=== SOURCE RECORDS ===
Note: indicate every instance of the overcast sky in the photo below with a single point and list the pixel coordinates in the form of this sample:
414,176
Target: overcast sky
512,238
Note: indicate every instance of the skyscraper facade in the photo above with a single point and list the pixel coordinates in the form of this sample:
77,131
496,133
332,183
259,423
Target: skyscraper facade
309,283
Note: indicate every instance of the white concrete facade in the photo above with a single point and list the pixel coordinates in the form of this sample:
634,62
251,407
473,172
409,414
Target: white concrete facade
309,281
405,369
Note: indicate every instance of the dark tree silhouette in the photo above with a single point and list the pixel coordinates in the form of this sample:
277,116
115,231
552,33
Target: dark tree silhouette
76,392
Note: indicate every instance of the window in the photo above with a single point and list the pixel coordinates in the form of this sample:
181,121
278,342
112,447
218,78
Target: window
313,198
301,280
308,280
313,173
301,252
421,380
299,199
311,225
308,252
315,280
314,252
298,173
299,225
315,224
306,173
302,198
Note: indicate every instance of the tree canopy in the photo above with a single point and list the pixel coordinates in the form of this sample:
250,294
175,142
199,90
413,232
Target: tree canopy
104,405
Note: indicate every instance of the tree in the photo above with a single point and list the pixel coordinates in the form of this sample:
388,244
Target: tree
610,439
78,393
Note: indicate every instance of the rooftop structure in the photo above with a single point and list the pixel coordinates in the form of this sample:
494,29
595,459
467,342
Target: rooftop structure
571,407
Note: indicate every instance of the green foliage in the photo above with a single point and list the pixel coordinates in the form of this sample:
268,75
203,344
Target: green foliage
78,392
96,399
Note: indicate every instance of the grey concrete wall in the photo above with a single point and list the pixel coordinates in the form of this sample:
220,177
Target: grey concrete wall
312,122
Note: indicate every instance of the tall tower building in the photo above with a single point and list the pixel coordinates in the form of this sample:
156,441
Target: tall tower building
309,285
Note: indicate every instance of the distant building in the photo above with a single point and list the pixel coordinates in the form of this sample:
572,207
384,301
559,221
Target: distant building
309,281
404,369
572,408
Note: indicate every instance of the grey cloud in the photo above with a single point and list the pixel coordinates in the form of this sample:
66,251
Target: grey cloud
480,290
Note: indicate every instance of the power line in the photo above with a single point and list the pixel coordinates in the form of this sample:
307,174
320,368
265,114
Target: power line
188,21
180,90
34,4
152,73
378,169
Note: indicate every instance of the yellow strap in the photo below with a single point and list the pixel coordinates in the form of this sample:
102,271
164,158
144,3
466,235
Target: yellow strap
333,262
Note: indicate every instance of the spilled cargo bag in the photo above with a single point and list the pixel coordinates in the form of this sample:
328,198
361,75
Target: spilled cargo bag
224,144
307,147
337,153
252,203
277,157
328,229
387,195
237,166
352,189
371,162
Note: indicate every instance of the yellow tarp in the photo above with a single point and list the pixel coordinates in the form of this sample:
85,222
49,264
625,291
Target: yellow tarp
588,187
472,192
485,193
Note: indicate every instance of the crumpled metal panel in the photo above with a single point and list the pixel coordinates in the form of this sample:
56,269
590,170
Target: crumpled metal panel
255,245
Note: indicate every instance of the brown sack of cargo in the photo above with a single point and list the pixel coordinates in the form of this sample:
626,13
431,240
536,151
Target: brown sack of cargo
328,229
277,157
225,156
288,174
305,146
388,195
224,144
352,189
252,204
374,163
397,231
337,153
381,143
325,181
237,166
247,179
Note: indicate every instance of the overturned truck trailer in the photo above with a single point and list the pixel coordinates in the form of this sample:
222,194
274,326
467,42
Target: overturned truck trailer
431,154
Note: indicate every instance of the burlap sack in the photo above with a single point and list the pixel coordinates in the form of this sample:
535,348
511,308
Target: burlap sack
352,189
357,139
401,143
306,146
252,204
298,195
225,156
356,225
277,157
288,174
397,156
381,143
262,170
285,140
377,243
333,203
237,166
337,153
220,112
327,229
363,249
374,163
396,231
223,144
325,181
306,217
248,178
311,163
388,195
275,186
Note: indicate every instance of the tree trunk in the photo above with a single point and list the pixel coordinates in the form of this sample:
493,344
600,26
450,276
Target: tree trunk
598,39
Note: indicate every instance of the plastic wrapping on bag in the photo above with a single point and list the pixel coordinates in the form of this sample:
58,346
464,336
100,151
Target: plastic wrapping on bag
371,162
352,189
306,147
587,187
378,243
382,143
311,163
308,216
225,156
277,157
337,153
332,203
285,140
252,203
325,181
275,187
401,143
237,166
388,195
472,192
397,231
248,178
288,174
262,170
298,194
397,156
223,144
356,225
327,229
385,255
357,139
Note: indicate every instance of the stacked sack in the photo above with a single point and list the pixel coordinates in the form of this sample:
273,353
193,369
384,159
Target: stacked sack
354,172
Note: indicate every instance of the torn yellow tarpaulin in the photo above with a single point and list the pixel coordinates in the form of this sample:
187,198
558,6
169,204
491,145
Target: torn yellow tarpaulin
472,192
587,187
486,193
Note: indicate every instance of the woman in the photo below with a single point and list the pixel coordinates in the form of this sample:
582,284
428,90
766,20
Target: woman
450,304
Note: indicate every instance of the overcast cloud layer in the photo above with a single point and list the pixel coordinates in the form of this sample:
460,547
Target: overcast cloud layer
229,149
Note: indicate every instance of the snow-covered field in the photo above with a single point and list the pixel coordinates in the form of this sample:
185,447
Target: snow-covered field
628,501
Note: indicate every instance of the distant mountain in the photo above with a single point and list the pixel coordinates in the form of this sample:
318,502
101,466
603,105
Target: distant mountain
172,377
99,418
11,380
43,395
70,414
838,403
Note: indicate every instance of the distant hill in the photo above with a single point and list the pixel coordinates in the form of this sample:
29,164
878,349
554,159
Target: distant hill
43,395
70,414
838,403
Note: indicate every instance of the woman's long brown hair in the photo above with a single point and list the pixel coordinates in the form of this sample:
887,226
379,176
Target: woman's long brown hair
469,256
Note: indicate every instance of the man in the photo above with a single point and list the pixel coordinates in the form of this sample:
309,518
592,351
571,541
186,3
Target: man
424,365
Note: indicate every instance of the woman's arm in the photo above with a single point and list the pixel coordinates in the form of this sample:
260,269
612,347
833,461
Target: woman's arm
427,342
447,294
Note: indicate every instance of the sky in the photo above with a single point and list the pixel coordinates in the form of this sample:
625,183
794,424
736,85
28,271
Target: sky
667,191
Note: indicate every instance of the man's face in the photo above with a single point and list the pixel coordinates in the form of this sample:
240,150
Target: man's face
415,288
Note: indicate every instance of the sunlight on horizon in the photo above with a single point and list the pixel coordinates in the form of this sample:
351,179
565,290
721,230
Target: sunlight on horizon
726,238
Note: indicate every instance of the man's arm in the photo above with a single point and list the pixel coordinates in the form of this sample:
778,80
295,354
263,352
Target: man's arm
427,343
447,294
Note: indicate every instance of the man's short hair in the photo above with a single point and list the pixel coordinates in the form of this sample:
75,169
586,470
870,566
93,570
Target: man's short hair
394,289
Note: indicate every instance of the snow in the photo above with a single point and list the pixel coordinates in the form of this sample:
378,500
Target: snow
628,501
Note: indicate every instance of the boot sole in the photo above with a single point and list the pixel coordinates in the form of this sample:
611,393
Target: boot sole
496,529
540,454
===
Copy all of the data above, swapping every "pixel coordinates" for "point positions" and keeping everything else unchanged.

Note: indicate every instance of the overcast sky in the photo below with a single point and list the point positions in the form of this sample:
414,176
Target: overcast sky
512,238
Note: indicate every instance of the skyscraper facade in the photo above with a single point and list the point positions in the form of this sample:
77,131
496,133
332,183
259,423
Target: skyscraper facade
309,283
Note: indicate every instance of the white concrete facade in the photo above with a single point and list the point positions in the form of this sample:
634,62
251,407
473,172
409,414
Target: white concrete facade
309,281
405,369
Note: indicate every instance of the dark tree silhouette in the photo above with a single point and list the point positions in the form of this sample:
277,116
115,231
552,33
Target: dark tree silhouette
76,392
Note: indicate every instance of the window in the photo above with a single point and list the point positions in the form of this sample:
181,121
278,342
112,447
218,78
Target: window
313,198
301,280
308,280
313,173
301,252
421,380
299,199
311,225
308,252
315,280
314,252
298,173
299,225
315,224
306,173
302,198
Note: indicate every instance of the tree canopy in the photo above with a single point and list the point positions in the form of this sample:
250,294
175,142
199,90
413,232
Target: tree canopy
104,405
Note: indicate every instance of the tree in the photo above with a single point and list the point positions in the form of this sample:
388,244
Target: tree
610,439
78,393
Note: indicate every instance of the rooftop structure in the photo above with a single point and list the point positions in the form of this sample:
494,29
595,459
467,342
Target: rooftop structure
571,407
Note: indicate every instance of the green foliage in the photo above with a single point and list the point positions in the form of this sample:
268,75
203,344
Target: green foliage
78,392
96,399
Note: indicate every instance of the grey concrete wall in the photo above with a single point and list the point positions in the form of this sample:
220,177
Target: grey concrete wall
312,122
Note: indicate every instance of the tall tower building in the photo above with a single point and list the point positions in the form of this sample:
156,441
Target: tall tower building
309,285
Note: indicate every instance of the distant building in the photo above with a single point and list the point positions in the form of this sample:
572,207
384,301
559,221
Target: distant building
309,281
404,369
572,408
Note: indicate every instance of the grey cloud in the photo above with a single point and list the point positions in the form of this sample:
66,251
Target: grey cloud
480,290
Note: indicate every instance of the power line in the photo above with a single point and list the point positions in the form of this sample:
307,174
320,368
265,114
Target: power line
188,21
180,90
34,4
152,73
378,169
Note: indicate every instance of the yellow strap in the photo below with a single point and list the point positions in the form of this sample:
102,271
164,158
144,3
466,235
Target: yellow strap
333,262
Note: indicate every instance of the spilled cargo bag in the photo above with a single point and list the point positions in the form of this sample:
328,198
361,75
Target: spilled cargo bag
224,144
307,147
337,153
252,203
277,157
328,229
387,195
237,166
352,189
371,162
Note: indicate every instance of the yellow tarp in the photo above with a single point and list the point positions in the form of this sample:
85,222
49,264
625,291
Target: yellow tarp
588,187
472,192
485,193
Note: indicate every instance of the crumpled metal panel in the photo above with a single point and list the point positions in the form of this sample:
56,269
590,170
Target: crumpled metal panel
255,245
Note: indicate every instance of the brown sack of cargo in the photo above with a single point and list the point positions in the form of this sample:
626,13
431,240
536,151
Target: brown sack of cargo
328,229
277,157
225,156
288,174
305,146
388,195
224,144
352,189
252,204
374,163
397,231
337,153
381,143
325,181
237,166
247,179
Note: indicate every instance of the overturned truck trailer in the photo above with a single point and list the point positions in the form of this sample:
222,194
274,326
467,42
Target: overturned truck trailer
431,154
Note: indicate every instance of the burlap sack in the photo above with a single point and list the point positions in the form of this sample:
535,348
511,308
Target: burlap sack
352,189
357,139
401,143
306,146
252,204
298,195
225,156
356,225
277,157
288,174
397,156
381,143
262,170
285,140
377,243
333,203
237,166
337,153
220,112
327,229
363,249
374,163
396,231
223,144
325,181
306,217
248,178
311,163
388,195
275,186
Note: indicate every instance of the tree trunk in the photo above with a single point and list the point positions in the form of this sample:
493,344
600,26
450,276
Target: tree trunk
598,39
Note: indicate every instance of the plastic wrapping on bag in the photo above with a single point and list the point positions in the form of this sample:
58,346
464,336
100,151
Target: plastic wrapping on bag
371,162
352,189
306,147
587,187
378,243
382,143
311,163
308,216
225,156
277,157
337,153
332,203
285,140
252,203
325,181
275,187
401,143
237,166
388,195
472,192
397,231
248,178
288,174
262,170
298,194
397,156
223,144
356,225
327,229
385,255
357,139
Note: indicate every instance of the stacked sack in the photo above with a single point and list the point positions in the form of this sample:
273,353
193,369
384,159
Target: stacked sack
354,172
Note: indicate every instance of the torn yellow tarpaulin in the photo above with a single point and list the point positions in the form of this sample:
187,198
558,6
169,204
491,145
Target: torn yellow tarpaulin
472,192
587,187
486,193
Note: indicate every instance of the woman in the photo below with a single point and list the point positions in the form of this sample:
582,284
428,90
766,20
Target: woman
450,304
Note: indicate every instance of the overcast cloud layer in the photo above with a single point and list the point positions in the form of this sample:
460,547
Target: overcast cloud layer
229,149
Note: indicate every instance of the snow-covered field in the photo above with a single point and list the point positions in the form of this sample:
185,447
Target: snow-covered field
628,501
Note: indicate every instance of the distant mountain in the photo above with a single point and list the point positions in the form of this sample:
318,502
101,466
603,105
Target: distant mountain
172,377
99,418
11,380
43,395
70,414
838,403
Note: indicate every instance of the distant hill in the photo above with a single point and list the point positions in the form of this sample:
29,164
878,349
554,159
Target: distant hill
43,395
70,414
838,403
Note: indicate every instance of the woman's long brown hair in the photo above with a single point and list the point positions in the form of this sample:
887,226
379,176
Target: woman's long brown hair
469,256
Note: indicate every instance of the man in the photo above with a single point and list the point positions in the form of this sample:
309,518
592,351
571,541
186,3
Target: man
424,365
Note: indicate every instance of the woman's arm in the photo above with a single point and list the point positions in the form of this sample:
260,269
612,347
833,461
Target: woman's arm
427,342
447,294
Note: indicate every instance of the sky in the photo above with a single point and list the point positions in the form of this sample:
625,183
794,424
736,85
28,271
Target: sky
667,191
Note: indicate every instance of the man's face in the photo above with a single point and list the point positions in the form of this sample:
240,150
Target: man's face
415,288
Note: indicate every instance of the sunlight on horizon in the photo above with a single point and list the point positions in the form of this sample:
351,179
565,290
721,230
Target: sunlight on horizon
726,238
Note: indicate every instance of the man's arm in the photo above with a single point and list the point positions in the form of this sample:
778,80
295,354
263,352
Target: man's arm
427,343
447,294
Note: indicate every instance of the man's short hair in the photo above with a single point and list the point positions in the form of this sample:
75,169
586,470
870,566
93,570
Target: man's short hair
394,289
Note: indicate every instance of the snow in the photo above with a single point and list the point positions in the form of this sample:
378,500
Target: snow
628,501
Note: indicate every instance of the boot sole in the photo above with a single point and list the point positions in the form of this sample:
611,393
Target: boot sole
496,529
540,454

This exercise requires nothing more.